MIT class president barred from main graduation ceremony after accusing Israel of 'genocide' in commencement speech
The Massachusetts Institute of Technology’s (MIT) 2025 class president accused the school of supporting 'genocide' in Gaza during her speech at a commencement event on May 29.
The student speaker also critiqued the university for being a 'part' of what she called Israel’s attempt to 'wipe Palestine off the face of the earth.'
The Massachusetts Institute of Technology’s (MIT) 2025 class president accused the school of supporting “genocide” in Gaza during her speech at a commencement event on May 29.
Megha Vemuri, the speaker, critiqued the university for being a “part” of what she called Israel’s attempt to “wipe Palestine off the face of the earth,” according to a video published by Fox News. She was subsequently prohibited from attending the university’s main commencement ceremony on May 30.
“Right now, while we prepare to graduate and move forward with our lives, there are no universities left in Gaza,” Vemuri said. MIT’s class president went on to praise the school’s students for voting to “cut ties with the genocidal Israeli military.”
“You faced threats, intimidation and suppression coming from all directions, especially your own university officials,” Vemuri told pro-Palestine activists in the crowd.
Vemuri specifically critiqued MIT’s “research ties” with the Israeli military, which she referred to as “Israeli occupation forces.”
During Vemuri’s speech, Jewish students left the premises while other spectators shouted “shame” at the speaker, as reported by The New York Post. One student waved a Palestinian flag in protest.

▶ _TASKS TO PERFORM_:
[a] In the article on the MIT commencement speech, from which event was Megha Vemuri prohibited after her speech?
[b] Please continue the article on the MIT commencement speech from its final sentence.

Contour annotation entries:
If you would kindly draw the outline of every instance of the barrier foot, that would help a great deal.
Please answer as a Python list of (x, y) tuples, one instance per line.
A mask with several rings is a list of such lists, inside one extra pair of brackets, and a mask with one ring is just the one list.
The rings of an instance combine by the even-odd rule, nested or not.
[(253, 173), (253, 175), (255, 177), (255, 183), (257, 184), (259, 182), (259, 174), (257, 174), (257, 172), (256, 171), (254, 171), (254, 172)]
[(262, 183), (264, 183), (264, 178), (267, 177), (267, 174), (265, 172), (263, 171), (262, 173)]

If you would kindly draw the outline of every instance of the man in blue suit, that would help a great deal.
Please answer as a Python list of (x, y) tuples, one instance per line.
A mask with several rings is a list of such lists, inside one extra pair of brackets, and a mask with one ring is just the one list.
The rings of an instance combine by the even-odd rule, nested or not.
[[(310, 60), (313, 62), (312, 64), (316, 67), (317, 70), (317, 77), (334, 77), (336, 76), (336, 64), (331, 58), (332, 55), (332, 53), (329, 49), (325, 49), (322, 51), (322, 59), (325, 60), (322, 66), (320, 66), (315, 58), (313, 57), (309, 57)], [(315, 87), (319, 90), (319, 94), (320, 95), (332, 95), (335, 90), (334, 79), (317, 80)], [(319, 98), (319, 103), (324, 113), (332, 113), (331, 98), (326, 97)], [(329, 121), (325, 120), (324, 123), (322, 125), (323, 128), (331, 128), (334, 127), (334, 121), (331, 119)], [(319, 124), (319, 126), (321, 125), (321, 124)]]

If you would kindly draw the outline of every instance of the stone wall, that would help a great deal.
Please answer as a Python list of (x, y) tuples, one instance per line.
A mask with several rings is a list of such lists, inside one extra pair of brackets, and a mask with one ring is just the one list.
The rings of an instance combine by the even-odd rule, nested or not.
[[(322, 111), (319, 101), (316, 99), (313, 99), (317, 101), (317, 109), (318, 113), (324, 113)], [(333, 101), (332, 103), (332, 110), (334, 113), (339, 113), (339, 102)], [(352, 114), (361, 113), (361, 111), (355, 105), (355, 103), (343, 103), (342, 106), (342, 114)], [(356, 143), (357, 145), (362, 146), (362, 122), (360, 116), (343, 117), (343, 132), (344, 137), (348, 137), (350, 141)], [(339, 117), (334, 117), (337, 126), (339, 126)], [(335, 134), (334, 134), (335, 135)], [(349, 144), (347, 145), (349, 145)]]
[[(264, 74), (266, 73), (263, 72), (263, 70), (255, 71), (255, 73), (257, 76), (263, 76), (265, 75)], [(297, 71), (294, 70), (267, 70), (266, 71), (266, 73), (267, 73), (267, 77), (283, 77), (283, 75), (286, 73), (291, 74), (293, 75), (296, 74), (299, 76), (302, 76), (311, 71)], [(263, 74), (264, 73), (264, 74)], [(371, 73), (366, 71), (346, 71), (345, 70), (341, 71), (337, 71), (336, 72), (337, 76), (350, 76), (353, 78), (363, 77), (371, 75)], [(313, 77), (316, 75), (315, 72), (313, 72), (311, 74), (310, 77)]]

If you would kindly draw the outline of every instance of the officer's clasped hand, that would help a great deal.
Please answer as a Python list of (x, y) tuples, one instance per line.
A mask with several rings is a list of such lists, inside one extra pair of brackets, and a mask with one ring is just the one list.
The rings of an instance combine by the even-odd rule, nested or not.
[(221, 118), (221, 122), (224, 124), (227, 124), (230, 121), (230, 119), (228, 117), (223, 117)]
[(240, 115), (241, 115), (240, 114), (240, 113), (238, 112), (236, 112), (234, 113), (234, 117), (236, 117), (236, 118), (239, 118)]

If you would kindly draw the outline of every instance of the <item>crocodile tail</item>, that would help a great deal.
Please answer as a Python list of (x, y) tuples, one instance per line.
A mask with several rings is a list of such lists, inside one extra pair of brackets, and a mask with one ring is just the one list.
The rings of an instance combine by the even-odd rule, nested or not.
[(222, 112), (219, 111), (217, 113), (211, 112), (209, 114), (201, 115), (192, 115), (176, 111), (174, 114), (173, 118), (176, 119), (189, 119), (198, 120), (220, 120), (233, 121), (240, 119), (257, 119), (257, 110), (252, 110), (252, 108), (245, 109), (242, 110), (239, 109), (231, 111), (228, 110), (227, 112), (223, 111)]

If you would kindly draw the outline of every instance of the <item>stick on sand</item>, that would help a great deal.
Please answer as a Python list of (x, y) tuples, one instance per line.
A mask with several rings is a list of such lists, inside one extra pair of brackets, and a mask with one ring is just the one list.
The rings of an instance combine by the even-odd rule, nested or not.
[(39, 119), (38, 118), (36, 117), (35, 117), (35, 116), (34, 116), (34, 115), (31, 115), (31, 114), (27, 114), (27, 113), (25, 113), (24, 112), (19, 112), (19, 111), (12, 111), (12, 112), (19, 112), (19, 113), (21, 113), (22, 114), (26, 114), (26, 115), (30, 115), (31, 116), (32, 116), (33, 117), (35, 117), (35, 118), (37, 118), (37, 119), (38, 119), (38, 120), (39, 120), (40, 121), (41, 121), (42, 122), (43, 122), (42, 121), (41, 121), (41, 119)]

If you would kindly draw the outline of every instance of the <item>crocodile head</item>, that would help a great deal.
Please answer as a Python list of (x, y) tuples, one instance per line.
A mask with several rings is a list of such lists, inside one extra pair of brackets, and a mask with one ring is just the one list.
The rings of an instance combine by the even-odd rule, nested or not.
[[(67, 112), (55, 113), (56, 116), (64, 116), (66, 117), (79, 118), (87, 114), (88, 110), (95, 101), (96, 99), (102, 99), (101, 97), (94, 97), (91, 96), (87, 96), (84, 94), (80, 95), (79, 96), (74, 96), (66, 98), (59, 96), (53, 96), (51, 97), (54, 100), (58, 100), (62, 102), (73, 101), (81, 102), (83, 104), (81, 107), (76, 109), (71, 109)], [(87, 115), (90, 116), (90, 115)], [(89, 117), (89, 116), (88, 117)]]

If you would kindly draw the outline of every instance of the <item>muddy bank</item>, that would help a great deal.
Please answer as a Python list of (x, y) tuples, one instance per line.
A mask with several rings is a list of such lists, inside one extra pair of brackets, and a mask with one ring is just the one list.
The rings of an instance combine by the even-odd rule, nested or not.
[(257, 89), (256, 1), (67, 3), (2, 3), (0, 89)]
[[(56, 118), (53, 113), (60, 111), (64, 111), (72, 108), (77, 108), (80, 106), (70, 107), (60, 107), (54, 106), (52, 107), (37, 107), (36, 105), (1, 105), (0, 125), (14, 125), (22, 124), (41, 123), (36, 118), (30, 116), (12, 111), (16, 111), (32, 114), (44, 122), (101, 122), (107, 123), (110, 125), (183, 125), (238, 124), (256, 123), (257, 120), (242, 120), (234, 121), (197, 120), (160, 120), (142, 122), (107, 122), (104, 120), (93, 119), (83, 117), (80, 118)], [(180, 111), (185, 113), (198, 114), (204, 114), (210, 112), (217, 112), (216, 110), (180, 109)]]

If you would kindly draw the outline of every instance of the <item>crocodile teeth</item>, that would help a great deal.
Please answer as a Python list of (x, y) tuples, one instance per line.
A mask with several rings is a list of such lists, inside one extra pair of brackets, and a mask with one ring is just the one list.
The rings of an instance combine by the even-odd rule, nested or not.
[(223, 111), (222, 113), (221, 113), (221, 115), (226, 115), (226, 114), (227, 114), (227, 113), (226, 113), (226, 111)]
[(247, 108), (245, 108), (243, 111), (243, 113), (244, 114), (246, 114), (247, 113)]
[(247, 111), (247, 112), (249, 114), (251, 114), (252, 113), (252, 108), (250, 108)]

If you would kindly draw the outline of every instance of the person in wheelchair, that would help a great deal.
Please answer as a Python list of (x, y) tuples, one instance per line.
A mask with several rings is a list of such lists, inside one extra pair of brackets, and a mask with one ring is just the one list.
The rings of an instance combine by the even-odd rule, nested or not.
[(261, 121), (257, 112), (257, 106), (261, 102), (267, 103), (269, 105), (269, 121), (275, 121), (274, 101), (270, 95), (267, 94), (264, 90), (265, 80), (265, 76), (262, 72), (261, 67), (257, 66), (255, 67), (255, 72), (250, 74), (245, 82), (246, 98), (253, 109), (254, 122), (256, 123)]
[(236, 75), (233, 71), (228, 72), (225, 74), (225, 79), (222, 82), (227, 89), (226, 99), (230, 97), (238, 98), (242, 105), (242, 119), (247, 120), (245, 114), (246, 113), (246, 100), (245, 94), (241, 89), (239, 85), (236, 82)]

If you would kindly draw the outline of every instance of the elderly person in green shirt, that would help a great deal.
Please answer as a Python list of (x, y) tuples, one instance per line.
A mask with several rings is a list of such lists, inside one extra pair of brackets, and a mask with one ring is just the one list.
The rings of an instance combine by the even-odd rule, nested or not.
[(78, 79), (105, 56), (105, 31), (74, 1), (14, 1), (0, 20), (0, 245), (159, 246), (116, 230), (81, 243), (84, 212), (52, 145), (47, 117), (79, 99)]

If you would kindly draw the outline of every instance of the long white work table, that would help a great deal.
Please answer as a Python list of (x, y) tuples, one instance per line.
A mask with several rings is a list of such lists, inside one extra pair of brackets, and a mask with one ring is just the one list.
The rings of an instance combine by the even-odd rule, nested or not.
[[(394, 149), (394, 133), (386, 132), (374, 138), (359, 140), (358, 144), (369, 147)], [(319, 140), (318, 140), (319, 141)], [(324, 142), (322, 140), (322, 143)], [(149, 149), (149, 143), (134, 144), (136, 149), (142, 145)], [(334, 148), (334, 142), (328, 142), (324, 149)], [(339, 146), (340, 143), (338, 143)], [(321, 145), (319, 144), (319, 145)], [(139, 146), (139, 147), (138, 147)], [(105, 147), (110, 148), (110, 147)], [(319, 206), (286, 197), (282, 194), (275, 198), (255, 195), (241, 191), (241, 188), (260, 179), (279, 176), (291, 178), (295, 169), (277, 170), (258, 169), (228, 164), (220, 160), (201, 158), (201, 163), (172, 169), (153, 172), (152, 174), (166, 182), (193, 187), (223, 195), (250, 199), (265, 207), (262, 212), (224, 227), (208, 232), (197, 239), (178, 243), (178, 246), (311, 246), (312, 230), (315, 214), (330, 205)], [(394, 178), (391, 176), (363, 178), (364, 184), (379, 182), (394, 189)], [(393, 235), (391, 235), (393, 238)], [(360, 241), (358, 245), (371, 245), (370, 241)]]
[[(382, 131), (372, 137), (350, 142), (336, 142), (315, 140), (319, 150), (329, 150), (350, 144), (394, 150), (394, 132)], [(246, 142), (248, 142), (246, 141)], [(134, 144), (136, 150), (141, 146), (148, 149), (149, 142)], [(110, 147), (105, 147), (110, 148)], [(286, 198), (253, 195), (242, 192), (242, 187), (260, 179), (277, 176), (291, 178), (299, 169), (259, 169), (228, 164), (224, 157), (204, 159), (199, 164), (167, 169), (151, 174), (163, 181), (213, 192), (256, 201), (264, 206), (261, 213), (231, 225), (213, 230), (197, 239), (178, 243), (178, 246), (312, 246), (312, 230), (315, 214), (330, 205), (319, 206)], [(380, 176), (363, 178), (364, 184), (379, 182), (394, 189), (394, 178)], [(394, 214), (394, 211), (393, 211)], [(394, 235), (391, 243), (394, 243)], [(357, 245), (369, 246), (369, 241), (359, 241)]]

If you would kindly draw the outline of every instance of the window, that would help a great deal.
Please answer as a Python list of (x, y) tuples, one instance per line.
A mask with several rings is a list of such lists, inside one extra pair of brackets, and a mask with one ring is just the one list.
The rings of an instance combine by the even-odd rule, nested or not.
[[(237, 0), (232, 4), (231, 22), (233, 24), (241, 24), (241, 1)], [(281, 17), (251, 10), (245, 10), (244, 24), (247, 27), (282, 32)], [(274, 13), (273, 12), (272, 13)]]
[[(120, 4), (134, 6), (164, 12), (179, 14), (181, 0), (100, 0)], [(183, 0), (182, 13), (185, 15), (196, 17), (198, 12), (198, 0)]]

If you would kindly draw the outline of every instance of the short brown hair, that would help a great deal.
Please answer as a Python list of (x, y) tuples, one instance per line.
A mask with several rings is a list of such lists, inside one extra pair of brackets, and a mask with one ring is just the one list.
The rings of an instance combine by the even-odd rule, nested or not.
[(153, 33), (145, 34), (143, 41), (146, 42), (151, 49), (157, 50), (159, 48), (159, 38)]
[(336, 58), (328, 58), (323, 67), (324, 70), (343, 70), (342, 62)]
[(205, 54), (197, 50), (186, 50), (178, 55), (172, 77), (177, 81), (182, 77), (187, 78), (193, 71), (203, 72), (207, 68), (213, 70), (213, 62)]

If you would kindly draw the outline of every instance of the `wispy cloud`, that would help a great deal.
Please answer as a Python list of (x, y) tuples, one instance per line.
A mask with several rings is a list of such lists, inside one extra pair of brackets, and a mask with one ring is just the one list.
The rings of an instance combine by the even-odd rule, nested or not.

▶ _PER-TASK OUTPUTS_:
[a] She was prohibited from attending MIT's main commencement ceremony on May 30.

[b]
In a statement provided to Campus Reform, a MIT spokesperson said that Vemuri’s speech was not the one that she provided to the school in advance.
The spokesperson noted that Vemuri was barred from the degree ceremony the next day. “While that individual had a scheduled role at Friday’s Undergraduate Degree Ceremony, she was notified that she would not be permitted at that day’s events,” the official explained.
“MIT supports free expression but stands by its decision, which was in response to the individual deliberately and repeatedly misleading Commencement organizers and leading a protest from the stage, disrupting an important Institute ceremony,” the spokesperson concluded.
In response to being banned from MIT’s the graduation ceremony, Vemuri told CNN, “I see no need for me to walk across the stage of an institution that is complicit in this genocide.”
The student added that she believed the MIT administrators “massively overstepped their roles” to punish her with “no indication of any specific policy broken.”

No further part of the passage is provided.